WHAT THE TASK ASKS » Find each line of the data below that contains the string "green" and copy those lines.
— start RECORD LIST —
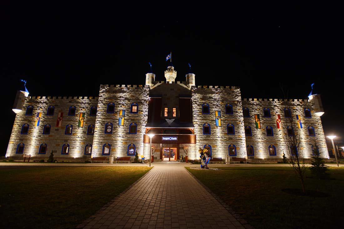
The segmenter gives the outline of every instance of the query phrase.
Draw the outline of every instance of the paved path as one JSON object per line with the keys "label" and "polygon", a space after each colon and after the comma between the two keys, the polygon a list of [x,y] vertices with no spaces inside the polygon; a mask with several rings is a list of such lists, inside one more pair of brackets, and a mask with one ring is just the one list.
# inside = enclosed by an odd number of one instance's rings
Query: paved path
{"label": "paved path", "polygon": [[244,228],[189,173],[185,164],[153,164],[84,229]]}

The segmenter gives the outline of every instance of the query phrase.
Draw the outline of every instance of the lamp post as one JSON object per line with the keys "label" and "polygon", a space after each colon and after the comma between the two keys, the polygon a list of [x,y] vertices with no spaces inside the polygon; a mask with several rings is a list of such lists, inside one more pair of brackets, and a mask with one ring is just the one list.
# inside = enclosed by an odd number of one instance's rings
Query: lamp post
{"label": "lamp post", "polygon": [[337,162],[337,166],[339,167],[339,164],[338,164],[338,159],[337,158],[337,153],[336,152],[336,148],[334,148],[334,142],[333,142],[333,138],[337,137],[335,135],[331,135],[331,136],[326,136],[327,137],[331,139],[332,142],[332,147],[333,148],[333,151],[334,152],[334,156],[336,158],[336,162]]}
{"label": "lamp post", "polygon": [[154,137],[154,135],[155,135],[154,134],[149,134],[148,136],[149,136],[150,138],[150,145],[149,146],[149,167],[150,167],[150,163],[151,163],[151,157],[152,155],[152,138]]}

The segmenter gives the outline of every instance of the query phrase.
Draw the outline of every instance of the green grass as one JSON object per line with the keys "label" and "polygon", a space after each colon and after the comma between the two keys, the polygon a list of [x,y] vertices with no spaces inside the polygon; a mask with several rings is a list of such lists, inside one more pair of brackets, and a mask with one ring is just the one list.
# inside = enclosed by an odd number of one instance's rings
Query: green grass
{"label": "green grass", "polygon": [[75,228],[150,169],[0,167],[0,228]]}
{"label": "green grass", "polygon": [[[301,188],[289,167],[219,168],[212,171],[187,169],[257,228],[344,227],[344,168],[332,167],[332,180],[306,179],[307,190],[330,195],[322,198],[282,191]],[[306,176],[311,175],[308,171]]]}

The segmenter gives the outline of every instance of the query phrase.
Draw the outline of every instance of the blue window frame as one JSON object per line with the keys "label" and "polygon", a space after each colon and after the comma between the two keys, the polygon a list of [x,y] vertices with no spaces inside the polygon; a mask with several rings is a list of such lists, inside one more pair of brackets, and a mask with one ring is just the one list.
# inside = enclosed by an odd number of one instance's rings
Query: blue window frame
{"label": "blue window frame", "polygon": [[24,152],[24,148],[25,145],[23,142],[19,143],[17,146],[17,149],[15,150],[16,154],[23,154]]}
{"label": "blue window frame", "polygon": [[38,150],[38,154],[45,154],[46,152],[46,144],[44,143],[41,144],[40,146],[40,149]]}
{"label": "blue window frame", "polygon": [[53,106],[51,106],[48,107],[46,111],[46,115],[52,116],[54,115],[54,112],[55,110],[55,107]]}
{"label": "blue window frame", "polygon": [[21,131],[20,134],[28,134],[29,133],[29,125],[28,124],[24,124],[22,126]]}
{"label": "blue window frame", "polygon": [[61,154],[66,155],[68,153],[69,153],[69,144],[65,144],[62,146],[62,148],[61,150]]}
{"label": "blue window frame", "polygon": [[66,126],[66,130],[65,130],[65,134],[67,135],[71,135],[73,133],[73,125],[67,125]]}
{"label": "blue window frame", "polygon": [[209,135],[211,134],[211,129],[210,125],[208,123],[203,124],[203,134],[205,135]]}
{"label": "blue window frame", "polygon": [[50,134],[51,126],[49,124],[45,125],[43,128],[43,134]]}
{"label": "blue window frame", "polygon": [[244,108],[243,109],[243,115],[244,117],[250,117],[250,110],[248,108]]}
{"label": "blue window frame", "polygon": [[132,114],[139,113],[139,104],[137,103],[132,104],[130,108],[130,113]]}
{"label": "blue window frame", "polygon": [[132,143],[128,146],[128,149],[127,150],[127,155],[128,156],[135,156],[136,152],[136,146]]}
{"label": "blue window frame", "polygon": [[136,134],[137,133],[137,125],[136,123],[132,123],[129,125],[129,134]]}
{"label": "blue window frame", "polygon": [[26,112],[25,112],[25,115],[32,115],[33,114],[33,107],[32,106],[29,106],[26,108]]}
{"label": "blue window frame", "polygon": [[230,104],[226,104],[225,107],[226,113],[228,114],[233,114],[233,106]]}
{"label": "blue window frame", "polygon": [[232,157],[236,156],[236,147],[231,144],[228,146],[228,155]]}
{"label": "blue window frame", "polygon": [[108,104],[106,113],[108,114],[113,114],[115,113],[115,103],[109,103]]}
{"label": "blue window frame", "polygon": [[108,143],[105,143],[103,146],[103,150],[101,154],[103,155],[109,155],[111,150],[111,145]]}
{"label": "blue window frame", "polygon": [[104,130],[105,134],[112,134],[113,126],[111,123],[108,123],[105,124],[105,129]]}
{"label": "blue window frame", "polygon": [[268,147],[269,150],[269,155],[270,156],[276,156],[277,153],[276,152],[276,147],[273,145],[270,145]]}
{"label": "blue window frame", "polygon": [[210,114],[210,107],[207,103],[202,105],[202,114]]}
{"label": "blue window frame", "polygon": [[234,135],[235,134],[234,125],[233,124],[228,124],[227,125],[227,134],[229,135]]}

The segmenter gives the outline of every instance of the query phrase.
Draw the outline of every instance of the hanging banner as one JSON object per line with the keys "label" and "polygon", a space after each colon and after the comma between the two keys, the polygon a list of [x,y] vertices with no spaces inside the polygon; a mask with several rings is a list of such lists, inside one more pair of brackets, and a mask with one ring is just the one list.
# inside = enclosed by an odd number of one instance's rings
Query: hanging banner
{"label": "hanging banner", "polygon": [[123,126],[124,125],[124,118],[125,114],[125,110],[119,110],[119,117],[118,118],[119,126]]}
{"label": "hanging banner", "polygon": [[36,116],[36,121],[35,121],[35,126],[38,126],[40,125],[40,123],[41,122],[41,118],[42,116],[42,112],[37,112],[37,115]]}
{"label": "hanging banner", "polygon": [[215,111],[215,122],[216,126],[221,126],[221,111]]}
{"label": "hanging banner", "polygon": [[63,112],[58,112],[57,115],[57,120],[56,121],[56,127],[60,127],[62,125],[62,117],[63,117]]}
{"label": "hanging banner", "polygon": [[260,126],[260,118],[259,118],[259,114],[255,115],[255,121],[256,121],[256,128],[261,129],[261,127]]}
{"label": "hanging banner", "polygon": [[85,113],[80,112],[80,115],[79,116],[79,125],[78,127],[84,127],[84,120],[85,118]]}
— end RECORD LIST —
RESPONSE BELOW »
Draw the outline of every instance of the green grass as one JSON object per line with the keys "label" and "polygon", a space after each colon and after the comma between the two keys, the polygon a list of [x,y] vertices with no spaces inside the polygon; a mask with several rings is a list of such lists, inside one more pair of brackets, and a mask with one ring is just the one list.
Query: green grass
{"label": "green grass", "polygon": [[75,228],[150,169],[0,167],[0,228]]}
{"label": "green grass", "polygon": [[[301,188],[289,167],[219,168],[212,171],[187,169],[257,228],[344,227],[344,168],[332,167],[332,180],[306,179],[307,190],[330,195],[322,198],[282,191]],[[306,176],[311,175],[308,171]]]}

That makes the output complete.